[[ Reading passage, beginning ]]

What did @np.miranda actually say?
The core argument here is that tretinoin cream contains isopropyl myristate, rates it a five out of five on the comedogenic scale, and concludes it will make your acne worse. The recommendation is to skip the cream entirely and go straight to gel, just at a lower concentration. That's a tidy narrative. Let's see if it holds up.
The creator also frames the "purge" as something prescribers dismiss too quickly, suggesting that when acne worsens on tretinoin, the vehicle, meaning cream versus gel, is more likely to blame than the drug itself. That's a meaningful clinical claim, and it deserves scrutiny rather than a nod.
Does the science back this up?
Partially, but the comedogenicity claim is shakier than the video implies. Isopropyl myristate does appear on several comedogenicity lists, often rated highly. But here's the problem: those ratings largely come from rabbit ear assays conducted in the 1970s and 1980s, not from controlled human skin studies. A 2018 review by Draelos in the Journal of Cosmetic Dermatology noted that comedogenicity testing methods are inconsistent and that ingredient-level ratings don't reliably predict product-level pore-clogging in humans.

[[ Reading passage, end ]]
[[ Source data, beginning ]]

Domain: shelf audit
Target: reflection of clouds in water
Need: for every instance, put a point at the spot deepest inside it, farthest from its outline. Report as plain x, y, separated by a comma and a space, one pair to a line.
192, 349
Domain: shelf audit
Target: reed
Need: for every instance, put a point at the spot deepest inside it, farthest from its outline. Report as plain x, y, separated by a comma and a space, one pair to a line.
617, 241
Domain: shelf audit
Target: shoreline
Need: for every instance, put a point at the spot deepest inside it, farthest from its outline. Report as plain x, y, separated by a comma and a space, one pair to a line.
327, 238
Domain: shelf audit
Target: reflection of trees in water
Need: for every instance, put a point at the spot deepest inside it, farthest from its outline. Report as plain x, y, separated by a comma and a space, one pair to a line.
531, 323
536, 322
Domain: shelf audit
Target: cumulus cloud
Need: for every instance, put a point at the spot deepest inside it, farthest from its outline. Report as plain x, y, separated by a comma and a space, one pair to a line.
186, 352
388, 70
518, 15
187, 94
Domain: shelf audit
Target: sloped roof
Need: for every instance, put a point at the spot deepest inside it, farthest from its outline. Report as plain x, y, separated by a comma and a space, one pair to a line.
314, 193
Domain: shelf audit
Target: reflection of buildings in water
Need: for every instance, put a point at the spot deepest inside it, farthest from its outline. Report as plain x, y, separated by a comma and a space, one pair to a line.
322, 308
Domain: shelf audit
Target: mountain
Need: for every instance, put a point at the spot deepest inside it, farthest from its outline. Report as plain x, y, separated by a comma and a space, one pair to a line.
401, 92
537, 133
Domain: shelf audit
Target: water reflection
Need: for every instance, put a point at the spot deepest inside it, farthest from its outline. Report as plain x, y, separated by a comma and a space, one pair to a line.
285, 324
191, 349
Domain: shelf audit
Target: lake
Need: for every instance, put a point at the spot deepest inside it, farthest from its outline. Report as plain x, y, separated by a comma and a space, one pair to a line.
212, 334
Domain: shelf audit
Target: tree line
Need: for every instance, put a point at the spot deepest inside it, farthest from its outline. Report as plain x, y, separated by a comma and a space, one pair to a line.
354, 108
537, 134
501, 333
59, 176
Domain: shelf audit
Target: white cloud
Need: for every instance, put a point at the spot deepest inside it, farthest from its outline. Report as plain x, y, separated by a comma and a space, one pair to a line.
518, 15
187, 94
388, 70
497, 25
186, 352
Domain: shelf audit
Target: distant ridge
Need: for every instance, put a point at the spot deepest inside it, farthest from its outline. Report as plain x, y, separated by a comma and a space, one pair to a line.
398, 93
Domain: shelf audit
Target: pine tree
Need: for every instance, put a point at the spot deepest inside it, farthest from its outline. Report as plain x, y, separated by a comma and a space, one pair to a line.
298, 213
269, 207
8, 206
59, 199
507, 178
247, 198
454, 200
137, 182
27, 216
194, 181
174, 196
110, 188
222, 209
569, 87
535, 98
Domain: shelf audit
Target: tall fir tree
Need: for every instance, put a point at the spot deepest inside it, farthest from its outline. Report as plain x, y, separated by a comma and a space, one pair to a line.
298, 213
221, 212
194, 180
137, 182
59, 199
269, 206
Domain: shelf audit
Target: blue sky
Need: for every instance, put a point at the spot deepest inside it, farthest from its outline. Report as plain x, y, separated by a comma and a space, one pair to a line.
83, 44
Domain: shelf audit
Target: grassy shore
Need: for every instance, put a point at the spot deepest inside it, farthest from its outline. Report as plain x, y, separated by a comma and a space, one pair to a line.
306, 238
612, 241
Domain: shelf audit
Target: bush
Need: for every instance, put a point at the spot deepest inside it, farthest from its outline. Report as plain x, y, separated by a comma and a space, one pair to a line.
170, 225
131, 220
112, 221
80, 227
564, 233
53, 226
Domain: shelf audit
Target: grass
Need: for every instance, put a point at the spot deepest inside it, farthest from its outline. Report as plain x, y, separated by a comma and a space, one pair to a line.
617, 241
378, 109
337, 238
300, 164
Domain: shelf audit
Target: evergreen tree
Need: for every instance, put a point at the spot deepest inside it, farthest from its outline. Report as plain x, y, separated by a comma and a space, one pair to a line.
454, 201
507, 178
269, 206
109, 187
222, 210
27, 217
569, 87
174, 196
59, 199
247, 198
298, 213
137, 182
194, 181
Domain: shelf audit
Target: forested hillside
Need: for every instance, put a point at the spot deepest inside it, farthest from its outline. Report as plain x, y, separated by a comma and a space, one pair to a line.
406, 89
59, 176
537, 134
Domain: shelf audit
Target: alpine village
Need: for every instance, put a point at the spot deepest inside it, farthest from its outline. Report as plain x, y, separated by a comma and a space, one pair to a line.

[[ Source data, end ]]

Exercise instructions.
[a] In the tretinoin fact-check, where do the comedogenicity ratings for isopropyl myristate largely come from?
[b] Write the next part of the tretinoin fact-check, continuing after its last sentence.

Answers given.
[a] They largely come from rabbit ear assays conducted in the 1970s and 1980s, not from controlled human skin studies.

[b]
The gel-versus-cream distinction is real and clinically relevant. Tretinoin gel does have higher bioavailability than the cream formulation at equivalent concentrations, which is well-documented. A 1995 study by Nyirady et al. in Cutis confirmed gel delivers more active drug per unit time. But "more delivery" also means "more irritation," which is exactly why dermatologists sometimes start patients on cream intentionally. Recommending gel universally as the safer acne option flips that logic on its head.
What did they get wrong (or right)?
Credit where it's due: the historical framing is roughly accurate. Tretinoin was originally developed as a gel by Kligman and Fulton in the late 1960s, and cream formulations did emerge partly in response to tolerability concerns. That part checks out.
What doesn't check out cleanly is the assertion that isopropyl myristate is definitively a five out of five comedogen that "is just gonna break you out." That's presented as settled fact. It isn't. The comedogenic scale the creator is referencing has real methodological baggage. Actual formulated tretinoin cream products have been used in decades of clinical trials on acne patients without isopropyl myristate being flagged as a confounding variable causing worse outcomes.
- The comedogenic ratings she cites are based on outdated animal models, not controlled human trials.
- Tretinoin cream has decades of clinical evidence supporting its use in acne, which the video doesn't acknowledge.
- The claim that cream "is just gonna break you out more" overstates what the evidence supports.
The video also doesn't mention that a worsening purge might simply be the retinoid mechanism itself, not the vehicle.
What should you actually know?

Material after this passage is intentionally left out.